| Prompt |
How many lines of the listing below contain the string "plant"? Case counts. Reply with the number alone.

| Information provided |
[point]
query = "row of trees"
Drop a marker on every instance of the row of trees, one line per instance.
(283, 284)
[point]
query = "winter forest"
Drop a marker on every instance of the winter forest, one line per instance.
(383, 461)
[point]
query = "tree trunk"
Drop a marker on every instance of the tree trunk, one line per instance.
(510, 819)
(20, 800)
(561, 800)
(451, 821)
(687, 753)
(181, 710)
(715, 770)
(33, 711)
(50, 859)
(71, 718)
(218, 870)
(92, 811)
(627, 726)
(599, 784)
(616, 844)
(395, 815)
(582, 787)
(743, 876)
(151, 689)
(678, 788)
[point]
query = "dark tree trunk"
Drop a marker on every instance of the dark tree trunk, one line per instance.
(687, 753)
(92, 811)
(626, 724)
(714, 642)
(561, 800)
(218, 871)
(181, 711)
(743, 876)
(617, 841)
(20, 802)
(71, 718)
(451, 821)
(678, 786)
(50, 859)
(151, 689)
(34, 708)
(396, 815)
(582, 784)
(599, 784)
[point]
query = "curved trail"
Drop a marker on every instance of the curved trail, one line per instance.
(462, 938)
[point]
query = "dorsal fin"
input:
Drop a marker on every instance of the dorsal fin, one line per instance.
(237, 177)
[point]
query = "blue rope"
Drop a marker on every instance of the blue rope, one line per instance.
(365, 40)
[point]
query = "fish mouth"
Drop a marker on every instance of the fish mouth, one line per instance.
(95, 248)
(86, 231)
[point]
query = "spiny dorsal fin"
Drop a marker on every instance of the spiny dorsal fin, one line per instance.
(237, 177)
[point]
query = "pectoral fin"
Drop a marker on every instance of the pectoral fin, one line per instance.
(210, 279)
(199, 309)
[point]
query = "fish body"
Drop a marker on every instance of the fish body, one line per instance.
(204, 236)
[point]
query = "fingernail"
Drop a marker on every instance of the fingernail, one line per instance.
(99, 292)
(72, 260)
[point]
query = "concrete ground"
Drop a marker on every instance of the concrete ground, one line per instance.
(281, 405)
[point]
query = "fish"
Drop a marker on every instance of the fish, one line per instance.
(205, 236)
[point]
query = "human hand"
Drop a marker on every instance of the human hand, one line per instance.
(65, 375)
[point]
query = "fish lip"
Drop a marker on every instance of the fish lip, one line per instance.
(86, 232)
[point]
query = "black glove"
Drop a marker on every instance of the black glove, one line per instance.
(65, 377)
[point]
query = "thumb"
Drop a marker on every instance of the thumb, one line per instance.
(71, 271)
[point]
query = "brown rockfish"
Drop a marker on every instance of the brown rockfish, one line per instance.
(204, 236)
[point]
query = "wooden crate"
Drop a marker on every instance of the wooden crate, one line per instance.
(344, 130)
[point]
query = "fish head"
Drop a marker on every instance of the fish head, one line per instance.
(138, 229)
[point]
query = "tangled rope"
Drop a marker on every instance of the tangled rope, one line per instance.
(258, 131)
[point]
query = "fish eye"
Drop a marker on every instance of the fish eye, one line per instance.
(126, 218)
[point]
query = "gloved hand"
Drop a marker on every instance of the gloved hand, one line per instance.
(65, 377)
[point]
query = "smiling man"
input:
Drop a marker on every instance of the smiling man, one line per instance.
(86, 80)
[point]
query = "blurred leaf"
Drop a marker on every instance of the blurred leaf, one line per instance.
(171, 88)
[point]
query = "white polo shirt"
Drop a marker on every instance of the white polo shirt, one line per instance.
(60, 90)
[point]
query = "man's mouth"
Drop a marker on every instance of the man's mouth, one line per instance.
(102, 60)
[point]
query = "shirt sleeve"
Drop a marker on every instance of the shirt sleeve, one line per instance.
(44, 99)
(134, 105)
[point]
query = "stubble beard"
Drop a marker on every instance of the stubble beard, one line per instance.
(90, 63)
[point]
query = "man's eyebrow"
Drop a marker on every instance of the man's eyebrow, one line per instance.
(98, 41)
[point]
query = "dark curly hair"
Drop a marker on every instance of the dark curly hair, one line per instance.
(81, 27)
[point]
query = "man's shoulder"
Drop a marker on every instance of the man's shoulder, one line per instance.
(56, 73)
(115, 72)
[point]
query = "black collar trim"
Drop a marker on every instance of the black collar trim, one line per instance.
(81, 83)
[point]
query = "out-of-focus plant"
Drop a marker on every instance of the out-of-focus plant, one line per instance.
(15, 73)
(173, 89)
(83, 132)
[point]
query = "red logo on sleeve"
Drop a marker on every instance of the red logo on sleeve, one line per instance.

| Written response |
2